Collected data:
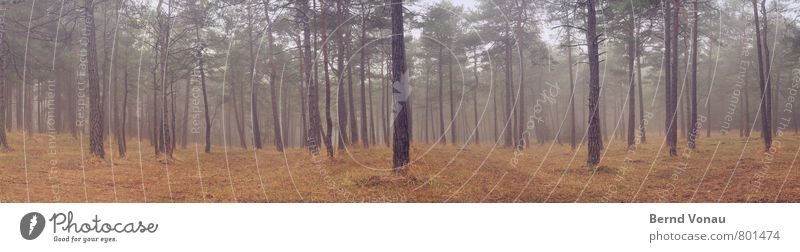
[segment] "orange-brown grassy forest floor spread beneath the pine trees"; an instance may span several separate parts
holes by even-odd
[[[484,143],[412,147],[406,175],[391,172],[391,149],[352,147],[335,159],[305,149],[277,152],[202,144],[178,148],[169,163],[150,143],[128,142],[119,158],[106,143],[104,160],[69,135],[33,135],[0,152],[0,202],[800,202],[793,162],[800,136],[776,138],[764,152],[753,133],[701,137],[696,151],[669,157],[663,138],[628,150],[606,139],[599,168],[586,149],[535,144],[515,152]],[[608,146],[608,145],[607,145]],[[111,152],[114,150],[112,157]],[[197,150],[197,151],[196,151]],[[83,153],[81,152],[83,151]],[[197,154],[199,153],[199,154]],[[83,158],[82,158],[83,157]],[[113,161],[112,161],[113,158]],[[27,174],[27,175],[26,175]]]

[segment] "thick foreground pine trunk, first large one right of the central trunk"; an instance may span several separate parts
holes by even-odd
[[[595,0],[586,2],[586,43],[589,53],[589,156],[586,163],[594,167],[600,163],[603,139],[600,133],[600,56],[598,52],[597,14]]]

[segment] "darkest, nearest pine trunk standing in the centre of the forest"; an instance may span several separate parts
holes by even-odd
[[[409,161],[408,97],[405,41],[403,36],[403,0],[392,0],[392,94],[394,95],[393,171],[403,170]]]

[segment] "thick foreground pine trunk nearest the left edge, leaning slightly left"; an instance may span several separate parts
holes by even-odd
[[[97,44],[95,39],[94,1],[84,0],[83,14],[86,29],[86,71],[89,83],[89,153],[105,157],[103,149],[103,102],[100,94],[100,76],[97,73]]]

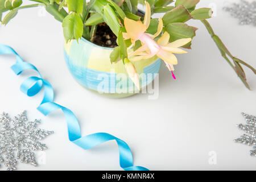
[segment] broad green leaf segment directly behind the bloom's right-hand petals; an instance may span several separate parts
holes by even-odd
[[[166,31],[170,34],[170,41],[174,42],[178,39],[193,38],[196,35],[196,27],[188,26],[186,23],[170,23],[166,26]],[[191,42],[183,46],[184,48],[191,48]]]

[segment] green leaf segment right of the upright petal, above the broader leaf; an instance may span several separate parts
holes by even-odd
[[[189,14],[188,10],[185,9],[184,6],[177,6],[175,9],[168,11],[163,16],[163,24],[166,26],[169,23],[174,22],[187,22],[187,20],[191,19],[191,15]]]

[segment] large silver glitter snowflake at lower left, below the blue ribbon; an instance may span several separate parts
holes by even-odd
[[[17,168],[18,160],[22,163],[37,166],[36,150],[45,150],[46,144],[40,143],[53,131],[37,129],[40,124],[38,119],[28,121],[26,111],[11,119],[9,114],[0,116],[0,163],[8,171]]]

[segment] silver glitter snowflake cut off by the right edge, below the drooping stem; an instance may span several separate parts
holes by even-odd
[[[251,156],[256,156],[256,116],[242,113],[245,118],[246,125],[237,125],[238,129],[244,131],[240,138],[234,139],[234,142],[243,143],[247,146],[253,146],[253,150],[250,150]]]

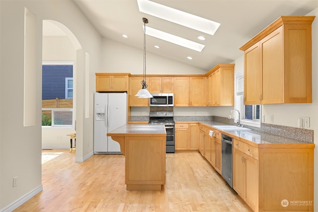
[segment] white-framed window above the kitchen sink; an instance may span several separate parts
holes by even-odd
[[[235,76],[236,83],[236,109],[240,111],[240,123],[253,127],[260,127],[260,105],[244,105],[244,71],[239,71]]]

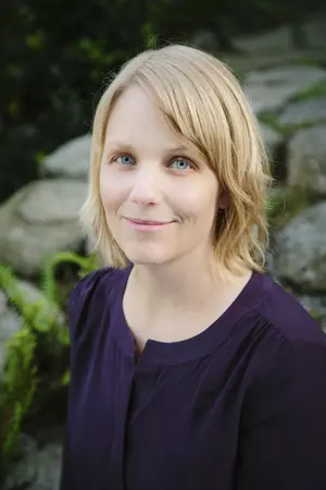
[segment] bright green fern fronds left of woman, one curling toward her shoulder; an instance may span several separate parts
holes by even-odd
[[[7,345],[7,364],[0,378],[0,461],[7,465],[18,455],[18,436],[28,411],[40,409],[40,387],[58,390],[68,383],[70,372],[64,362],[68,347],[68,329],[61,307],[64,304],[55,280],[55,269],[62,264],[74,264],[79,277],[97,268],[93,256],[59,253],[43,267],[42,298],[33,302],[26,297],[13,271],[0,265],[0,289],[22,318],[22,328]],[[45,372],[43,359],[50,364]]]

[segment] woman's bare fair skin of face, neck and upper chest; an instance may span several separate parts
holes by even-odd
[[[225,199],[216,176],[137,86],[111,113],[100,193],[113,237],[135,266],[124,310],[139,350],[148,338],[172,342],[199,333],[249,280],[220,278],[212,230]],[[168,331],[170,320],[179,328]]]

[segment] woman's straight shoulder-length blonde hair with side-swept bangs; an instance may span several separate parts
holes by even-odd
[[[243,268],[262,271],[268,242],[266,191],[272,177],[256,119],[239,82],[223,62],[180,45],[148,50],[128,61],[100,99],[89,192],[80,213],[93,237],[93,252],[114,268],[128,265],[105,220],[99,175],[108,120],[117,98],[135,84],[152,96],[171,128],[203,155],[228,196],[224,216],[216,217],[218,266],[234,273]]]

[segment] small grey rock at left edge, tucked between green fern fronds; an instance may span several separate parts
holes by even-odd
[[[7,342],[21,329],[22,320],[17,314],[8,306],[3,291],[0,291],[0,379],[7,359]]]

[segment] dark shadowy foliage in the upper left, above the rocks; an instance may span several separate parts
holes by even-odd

■ **About this exercise**
Starting at the line that has "[segment] woman's bare" in the records above, restate word for word every line until the one that has "[segment] woman's straight", and include that one as well.

■ **Exercise response**
[segment] woman's bare fair skin of face, neck and upper chest; an instance may span several separate parts
holes by even-odd
[[[225,199],[216,176],[137,86],[111,113],[100,193],[113,237],[135,266],[124,310],[139,350],[148,338],[172,342],[199,333],[249,280],[220,278],[212,230]],[[168,331],[170,320],[179,328]]]

[segment] woman's straight shoulder-length blonde hair with side-swept bangs; an instance may span several separate parts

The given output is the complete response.